-- BEGIN --

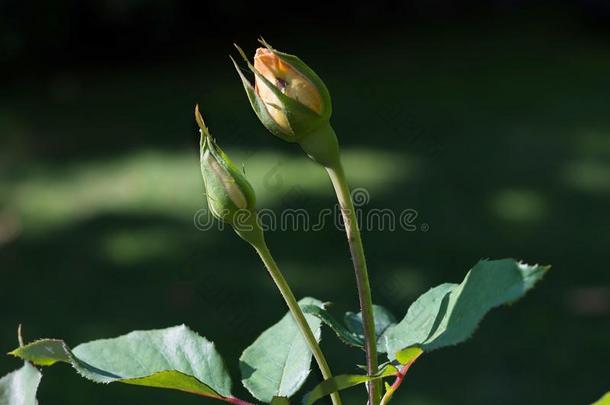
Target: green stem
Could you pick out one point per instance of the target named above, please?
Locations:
(339, 181)
(297, 313)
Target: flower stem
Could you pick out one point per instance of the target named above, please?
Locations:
(339, 181)
(297, 313)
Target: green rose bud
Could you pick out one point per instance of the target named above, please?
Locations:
(291, 101)
(230, 196)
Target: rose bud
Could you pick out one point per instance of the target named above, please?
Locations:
(291, 101)
(230, 196)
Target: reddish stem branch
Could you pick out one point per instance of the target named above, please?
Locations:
(400, 376)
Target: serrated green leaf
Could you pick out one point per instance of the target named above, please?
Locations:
(605, 400)
(383, 320)
(19, 387)
(448, 314)
(173, 358)
(278, 362)
(342, 382)
(346, 336)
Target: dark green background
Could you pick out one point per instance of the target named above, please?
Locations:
(490, 119)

-- END --

■ **WRITTEN EXERCISE**:
Start at the line that contains "Target: rose bud" and reproduce every line through the last one, requests included. Scale each point coordinate by 2.35, rounding to whole numbers with halves rounded up.

■ **SOLUTION TO THIS EXERCISE**:
Target: rose bud
Could you pick out one point per instance of the target named above, please?
Locations:
(684, 237)
(541, 461)
Target: reddish stem branch
Could you pick out one point per instance of the target named above, please?
Locations:
(940, 884)
Target: serrated green leaf
Could you pick out one point per instance of the target named above, please?
Locations:
(1422, 940)
(900, 752)
(45, 909)
(1053, 738)
(407, 841)
(653, 851)
(804, 898)
(813, 790)
Target: dark green background
Could you pick out one point per instance of the target named above, please?
Locations:
(1152, 280)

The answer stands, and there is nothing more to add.